Image-grounded pointing data
────────────────────

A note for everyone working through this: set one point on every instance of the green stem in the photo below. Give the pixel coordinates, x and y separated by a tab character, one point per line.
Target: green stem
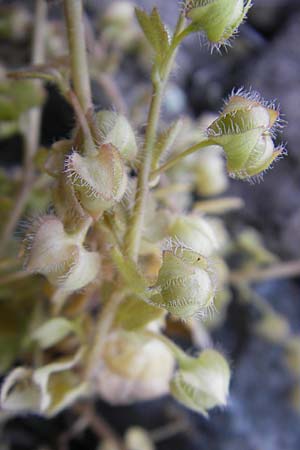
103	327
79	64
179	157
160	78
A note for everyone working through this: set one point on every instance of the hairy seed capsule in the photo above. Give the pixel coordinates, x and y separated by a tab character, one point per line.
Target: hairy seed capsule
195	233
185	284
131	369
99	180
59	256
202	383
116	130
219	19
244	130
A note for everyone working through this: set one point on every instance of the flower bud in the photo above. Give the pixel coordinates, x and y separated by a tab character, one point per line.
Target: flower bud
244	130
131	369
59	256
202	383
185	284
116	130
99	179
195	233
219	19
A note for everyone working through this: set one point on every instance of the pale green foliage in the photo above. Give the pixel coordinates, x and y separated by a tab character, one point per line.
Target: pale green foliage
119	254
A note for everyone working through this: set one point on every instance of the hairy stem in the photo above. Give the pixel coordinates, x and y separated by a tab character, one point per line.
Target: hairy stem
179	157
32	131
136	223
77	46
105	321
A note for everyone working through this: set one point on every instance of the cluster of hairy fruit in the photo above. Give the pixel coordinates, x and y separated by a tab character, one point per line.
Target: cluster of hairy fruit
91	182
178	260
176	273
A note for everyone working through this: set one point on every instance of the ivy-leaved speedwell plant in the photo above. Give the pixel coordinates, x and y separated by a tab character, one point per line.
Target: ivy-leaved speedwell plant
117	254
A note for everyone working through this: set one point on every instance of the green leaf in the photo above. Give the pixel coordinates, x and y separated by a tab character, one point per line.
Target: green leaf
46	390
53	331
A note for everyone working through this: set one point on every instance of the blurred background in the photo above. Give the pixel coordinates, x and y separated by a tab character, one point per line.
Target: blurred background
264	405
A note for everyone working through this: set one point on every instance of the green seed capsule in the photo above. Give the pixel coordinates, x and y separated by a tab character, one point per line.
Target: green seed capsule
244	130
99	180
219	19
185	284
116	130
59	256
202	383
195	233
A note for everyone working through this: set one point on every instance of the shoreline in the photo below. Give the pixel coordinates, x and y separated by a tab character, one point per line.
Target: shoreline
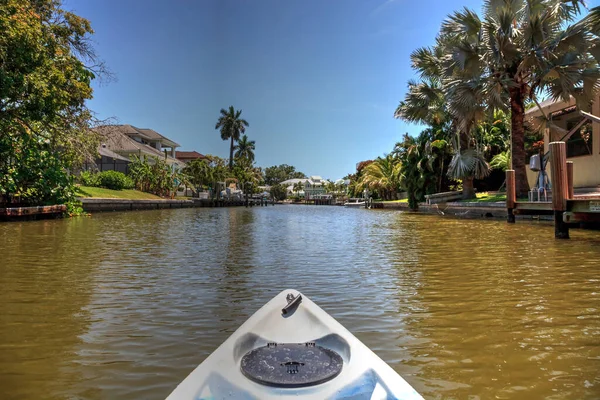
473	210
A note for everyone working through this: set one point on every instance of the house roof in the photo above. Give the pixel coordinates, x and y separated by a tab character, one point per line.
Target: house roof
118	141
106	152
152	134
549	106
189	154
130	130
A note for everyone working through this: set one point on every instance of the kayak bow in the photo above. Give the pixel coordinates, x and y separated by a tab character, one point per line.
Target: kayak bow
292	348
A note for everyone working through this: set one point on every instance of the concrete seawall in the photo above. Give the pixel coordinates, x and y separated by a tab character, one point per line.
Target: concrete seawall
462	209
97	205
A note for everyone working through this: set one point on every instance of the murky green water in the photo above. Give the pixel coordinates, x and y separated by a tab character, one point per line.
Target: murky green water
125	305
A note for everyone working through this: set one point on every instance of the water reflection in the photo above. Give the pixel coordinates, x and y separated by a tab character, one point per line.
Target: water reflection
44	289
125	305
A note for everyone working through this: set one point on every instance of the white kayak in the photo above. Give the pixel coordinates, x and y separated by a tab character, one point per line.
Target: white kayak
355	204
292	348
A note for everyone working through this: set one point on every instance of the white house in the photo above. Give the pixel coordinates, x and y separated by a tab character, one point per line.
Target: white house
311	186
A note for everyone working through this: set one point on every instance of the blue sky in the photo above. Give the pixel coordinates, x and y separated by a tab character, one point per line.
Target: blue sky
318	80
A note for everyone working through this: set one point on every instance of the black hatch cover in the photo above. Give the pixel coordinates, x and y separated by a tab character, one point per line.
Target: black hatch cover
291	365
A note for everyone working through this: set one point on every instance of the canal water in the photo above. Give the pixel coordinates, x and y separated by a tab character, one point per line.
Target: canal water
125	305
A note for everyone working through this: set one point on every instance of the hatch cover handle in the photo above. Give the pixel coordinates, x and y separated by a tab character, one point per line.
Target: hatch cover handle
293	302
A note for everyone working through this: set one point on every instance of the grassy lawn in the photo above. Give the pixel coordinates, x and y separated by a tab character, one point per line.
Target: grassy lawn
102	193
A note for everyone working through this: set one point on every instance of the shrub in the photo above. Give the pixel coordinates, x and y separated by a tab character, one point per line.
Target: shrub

────────────────────

EXERCISE PROMPT — Give all entries again verbatim, without any images.

ANSWER —
A note for everyone working through this: set one point on every instance of the green stem in the photo below. Give the pixel coordinates, x and y separated by a tab character, one point per line.
Target: green stem
103	327
79	64
179	157
160	78
A note for everyone working through this: set one point on every instance of the hairy seed capsule in the photo above. Give the pixel coordinates, x and y separated by a tab character, one point per line.
Target: hairy seed capsule
195	233
185	284
131	369
99	180
59	256
202	383
116	130
219	19
244	130
A note for everyone working through this: set one point on every instance of the flower bud in the photo above. Give the pixel coordinates, x and y separated by a tab character, one point per line.
Target: flower bud
244	130
131	369
59	256
202	383
185	284
116	130
99	179
195	233
219	19
A note for everyone working through this: set one point on every instance of the pale green foliage in the photo above. Give the pixel coordinates, x and y separated by a tab character, one point per line.
Target: pale green foliage
119	254
A note for everyone working through this: set one point on every instance of the hairy stem in the photo above. Give the pixel coordinates, x and y separated by a tab character, one point per line.
Target: hairy stem
179	157
32	131
136	223
77	46
105	321
A note for everyone working through this: set one point on every instance of the cluster of hairy fruit in the photo above. Give the pixel coordinates, x and y separated by a tab character, one point per line.
Target: cluster of hairy fruit
91	182
178	260
176	273
A note for everyone working through this: set one point on every instance of the ivy-leaved speedwell plant in the photo above. Give the pixel coordinates, x and y separated by a tab character, one point per line.
Target: ivy-leaved speedwell plant
117	254
A note for everyone working through this: set one point on every instance of the green leaf in the photo above. Give the pixel coordinates, x and y separated by a tab character, one point per line.
Target: green leaf
46	390
53	331
A note for everyone working through this: set one point on every instance of the blurred background in the photo above. Give the pixel coordinates, x and y separated by a tab character, one point per line.
Target: blurred background
264	405
A note for everyone working through this: set one point on every instance of the green seed capsule in the photo above. Give the pixel coordinates, x and y separated by a tab character, one point per line.
Target: green seed capsule
244	130
99	180
219	19
185	284
116	130
59	256
202	383
195	233
A note for everyone working through this: set one point on every instance of the shoreline in the photo below. Give the pixel coordinates, x and y separated by a tab character, one point per line.
Target: shoreline
473	210
A note for everyone working through this: set one point on every instance of the house roof in the photo above. Give the pixel coordinates, x and y separated by a tab character, one point per line.
Target: house roof
118	141
106	152
152	134
549	106
189	154
130	130
A note for everyone working through this: set one point on every instance of the kayak bow in the photo above. Give the pixel coordinates, x and y separated by a tab character, one point per line.
Target: kayak bow
292	348
A note for everyone working through this: set one point on every instance of the concrete seawall in the photo above. Give the pixel coordinates, x and y separated by a tab character, one point per line.
Target: concrete seawall
462	209
97	205
A note for everyone working through this: set one point on every instance of the murky green water in the photo above. Give the pixel coordinates, x and y separated by a tab character, one point per line.
Target: murky green water
125	305
A note for everyone working through this: set one point on every instance of the water reflection in the photo above. Give the pixel coordinates, x and y separated by a tab character, one point per line.
Target: water reflection
44	289
125	305
A note for everyone working through this: set one point on every instance of the white kayak in the photo above. Give the pixel coordinates, x and y separated by a tab character, one point per line.
Target: white kayak
355	204
292	348
A note for everyone working through this: set one point on every instance of the white house in the photo above. Give the pixel coordinates, x and y separated by a tab character, one point per line.
Target: white house
311	186
A note for everyone working through this: set one point on every instance of the blue sky in the photo above. Give the pixel coordinates, x and y separated by a tab character, one point per line.
Target: blue sky
318	80
A note for everyone working through this: set one point on every instance of the black hatch cover in the photo above. Give the pixel coordinates, x and y separated by a tab character, one point per line.
Target: black hatch cover
291	365
A note for everyone working through this: set one point on every instance of the canal water in the photo above. Give the pixel coordinates, x and y separated by a tab character, one point per line.
Target: canal water
125	305
A note for everyone working through this: set one point on every instance of the hatch cover handle in the photo above. Give the pixel coordinates, x and y separated by a tab character, one point per line.
Target: hatch cover handle
293	302
A note for everyone working through this: set one point on every instance of the grassy lawn in the photo above. Give the pixel coordinates, x and y separated by a tab character, one point per line.
Target: grassy lawn
102	193
A note for everyone working through this: set one point on every instance of the shrub in the photo above. Give the pixel coordinates, x and y separated by a tab character, one point per line.
Target: shrub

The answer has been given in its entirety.